## About this exercise
Repeat every line below exactly, word for word.

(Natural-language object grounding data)
- - -

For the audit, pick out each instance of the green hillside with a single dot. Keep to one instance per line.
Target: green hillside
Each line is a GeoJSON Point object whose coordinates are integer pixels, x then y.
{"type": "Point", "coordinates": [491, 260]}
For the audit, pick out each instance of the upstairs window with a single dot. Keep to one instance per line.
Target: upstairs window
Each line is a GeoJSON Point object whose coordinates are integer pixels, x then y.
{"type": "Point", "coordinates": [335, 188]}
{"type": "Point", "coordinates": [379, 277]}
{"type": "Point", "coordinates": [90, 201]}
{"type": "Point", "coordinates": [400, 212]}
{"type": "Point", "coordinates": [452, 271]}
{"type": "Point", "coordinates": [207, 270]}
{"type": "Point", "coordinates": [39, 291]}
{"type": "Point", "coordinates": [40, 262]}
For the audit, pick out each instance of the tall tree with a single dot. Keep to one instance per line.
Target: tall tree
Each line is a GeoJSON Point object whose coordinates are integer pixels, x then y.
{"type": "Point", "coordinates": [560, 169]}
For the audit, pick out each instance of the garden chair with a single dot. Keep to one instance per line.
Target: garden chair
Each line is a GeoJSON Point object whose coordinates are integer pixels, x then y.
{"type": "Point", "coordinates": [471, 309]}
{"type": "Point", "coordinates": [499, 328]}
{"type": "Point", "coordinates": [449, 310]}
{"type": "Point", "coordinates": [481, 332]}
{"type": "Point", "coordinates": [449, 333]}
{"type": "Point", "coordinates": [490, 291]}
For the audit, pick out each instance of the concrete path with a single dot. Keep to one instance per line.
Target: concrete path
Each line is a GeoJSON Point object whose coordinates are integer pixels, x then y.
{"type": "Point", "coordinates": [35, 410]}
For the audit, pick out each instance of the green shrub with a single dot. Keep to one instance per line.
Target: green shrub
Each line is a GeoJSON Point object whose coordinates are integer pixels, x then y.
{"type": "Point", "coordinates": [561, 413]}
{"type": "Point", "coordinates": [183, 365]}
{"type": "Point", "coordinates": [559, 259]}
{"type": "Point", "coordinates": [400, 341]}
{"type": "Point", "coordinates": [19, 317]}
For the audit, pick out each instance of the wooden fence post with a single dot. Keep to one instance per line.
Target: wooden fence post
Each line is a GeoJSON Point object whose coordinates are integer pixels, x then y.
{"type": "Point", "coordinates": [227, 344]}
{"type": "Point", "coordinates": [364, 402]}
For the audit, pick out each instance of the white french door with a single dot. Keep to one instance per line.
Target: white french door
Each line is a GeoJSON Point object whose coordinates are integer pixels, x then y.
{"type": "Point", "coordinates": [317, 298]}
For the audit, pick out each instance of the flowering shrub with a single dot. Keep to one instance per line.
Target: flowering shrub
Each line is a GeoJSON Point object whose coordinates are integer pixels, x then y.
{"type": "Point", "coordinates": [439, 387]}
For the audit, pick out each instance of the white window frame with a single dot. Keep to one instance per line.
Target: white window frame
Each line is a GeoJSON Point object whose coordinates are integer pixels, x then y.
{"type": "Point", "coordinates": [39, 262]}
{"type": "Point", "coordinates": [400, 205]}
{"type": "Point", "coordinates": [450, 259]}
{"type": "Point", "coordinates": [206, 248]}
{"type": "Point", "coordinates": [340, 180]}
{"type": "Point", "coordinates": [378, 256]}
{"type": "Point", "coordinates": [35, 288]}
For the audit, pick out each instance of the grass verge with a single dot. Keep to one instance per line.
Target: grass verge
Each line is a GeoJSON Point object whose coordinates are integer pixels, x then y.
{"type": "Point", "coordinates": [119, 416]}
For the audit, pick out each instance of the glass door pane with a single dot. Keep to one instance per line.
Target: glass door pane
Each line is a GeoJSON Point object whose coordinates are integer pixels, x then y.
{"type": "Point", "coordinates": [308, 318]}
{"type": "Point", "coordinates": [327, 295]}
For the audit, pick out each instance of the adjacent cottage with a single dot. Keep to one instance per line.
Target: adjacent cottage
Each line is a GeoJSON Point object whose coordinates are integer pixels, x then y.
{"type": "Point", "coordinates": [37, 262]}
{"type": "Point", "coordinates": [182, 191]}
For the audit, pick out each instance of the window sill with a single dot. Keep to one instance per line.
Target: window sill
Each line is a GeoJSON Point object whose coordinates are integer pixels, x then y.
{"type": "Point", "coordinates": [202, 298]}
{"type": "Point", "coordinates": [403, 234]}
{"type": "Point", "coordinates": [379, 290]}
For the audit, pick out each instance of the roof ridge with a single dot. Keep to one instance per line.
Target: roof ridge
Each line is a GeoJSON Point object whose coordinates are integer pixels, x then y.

- - -

## Answer to this task
For the audit, pick out each instance of the green hillside with a single dot. Keep to one instance per line.
Target: green hillside
Each line is a GeoJSON Point object whose coordinates are integer pixels, x then y.
{"type": "Point", "coordinates": [491, 260]}
For the audit, pick out each instance of the upstairs window with a single dot. Keep to one instance per line.
Target: upstairs window
Each line is a GeoJSON Point object whose coordinates are integer pixels, x then y.
{"type": "Point", "coordinates": [335, 188]}
{"type": "Point", "coordinates": [379, 277]}
{"type": "Point", "coordinates": [90, 201]}
{"type": "Point", "coordinates": [400, 212]}
{"type": "Point", "coordinates": [452, 271]}
{"type": "Point", "coordinates": [207, 270]}
{"type": "Point", "coordinates": [39, 291]}
{"type": "Point", "coordinates": [40, 262]}
For the audit, pick out each instance of the tall tree with a single dot. Keep to one instance per line.
Target: tall tree
Each line is a GeoJSON Point object whose coordinates are integer pixels, x then y.
{"type": "Point", "coordinates": [560, 169]}
For the audit, pick out each instance of the garden chair with a single dot. Keep to one instance per line.
Target: garden chair
Each line is a GeoJSON Point object whose coordinates are integer pixels, x then y.
{"type": "Point", "coordinates": [471, 309]}
{"type": "Point", "coordinates": [499, 328]}
{"type": "Point", "coordinates": [449, 310]}
{"type": "Point", "coordinates": [481, 332]}
{"type": "Point", "coordinates": [449, 333]}
{"type": "Point", "coordinates": [490, 291]}
For the audit, pick out each instance of the concrete path with a single dot. Keep to one instance per line.
Target: concrete path
Each line is a GeoJSON Point object whose coordinates are integer pixels, x then y.
{"type": "Point", "coordinates": [35, 410]}
For the audit, pick out each instance of the green shrub with a single dot. Keep to one instance per line.
Target: green shrub
Each line is a GeoJSON Point object whose coordinates are integer pixels, x then y.
{"type": "Point", "coordinates": [561, 413]}
{"type": "Point", "coordinates": [183, 365]}
{"type": "Point", "coordinates": [559, 259]}
{"type": "Point", "coordinates": [400, 341]}
{"type": "Point", "coordinates": [19, 317]}
For the audit, pick out each instance of the wooden fence post with a single dot. Keep to one instance per line.
Target: wooden fence post
Each line is a GeoJSON Point object whose coordinates are integer pixels, x then y.
{"type": "Point", "coordinates": [227, 344]}
{"type": "Point", "coordinates": [364, 402]}
For the audit, pick out each instance of the white french door with a single dot. Keep to one instance per line.
Target: white french door
Each line is a GeoJSON Point object whose coordinates are integer pixels, x then y.
{"type": "Point", "coordinates": [317, 298]}
For the audit, pick out each instance of the flowering shrub with a single dot. Keep to one instance per line.
Target: flowering shrub
Each line is a GeoJSON Point object whose coordinates are integer pixels, x then y.
{"type": "Point", "coordinates": [439, 387]}
For the audit, pick out each instance of the white window frame with a single dot. Keep to one instance per line.
Target: white window frame
Each line is a GeoJSON Point object whose coordinates are integer pixels, x then y.
{"type": "Point", "coordinates": [39, 262]}
{"type": "Point", "coordinates": [400, 205]}
{"type": "Point", "coordinates": [450, 259]}
{"type": "Point", "coordinates": [206, 248]}
{"type": "Point", "coordinates": [340, 180]}
{"type": "Point", "coordinates": [378, 256]}
{"type": "Point", "coordinates": [35, 288]}
For the audit, pick out each instance of the grass verge with a single dot. Keep to one instance per line.
Target: grass verge
Each line is a GeoJSON Point object whose coordinates are integer pixels, x then y.
{"type": "Point", "coordinates": [119, 416]}
For the audit, pick out each instance of the glass door pane with a single dot. Keep to one instance per line.
Target: glass door pane
Each line is a GeoJSON Point object whose coordinates are integer pixels, x then y.
{"type": "Point", "coordinates": [308, 318]}
{"type": "Point", "coordinates": [327, 295]}
For the audit, pick out each instance of the adjacent cottage with a single dot. Keep to one instance per line.
Target: adjacent cottage
Each line is a GeoJSON Point object whose coordinates are integer pixels, x then y.
{"type": "Point", "coordinates": [37, 262]}
{"type": "Point", "coordinates": [182, 191]}
For the audit, pick out each instance of the window sill with a single dot. Keep to one instance per line.
Target: window sill
Each line is a GeoJSON Point object whose coordinates are integer pixels, x then y.
{"type": "Point", "coordinates": [202, 298]}
{"type": "Point", "coordinates": [403, 234]}
{"type": "Point", "coordinates": [379, 290]}
For the audit, pick out each instance of the roof ridge with a single dot. Keep to one instance per line.
Target: roof ridge
Each line is a GeoJSON Point object whose coordinates are integer pixels, x then y.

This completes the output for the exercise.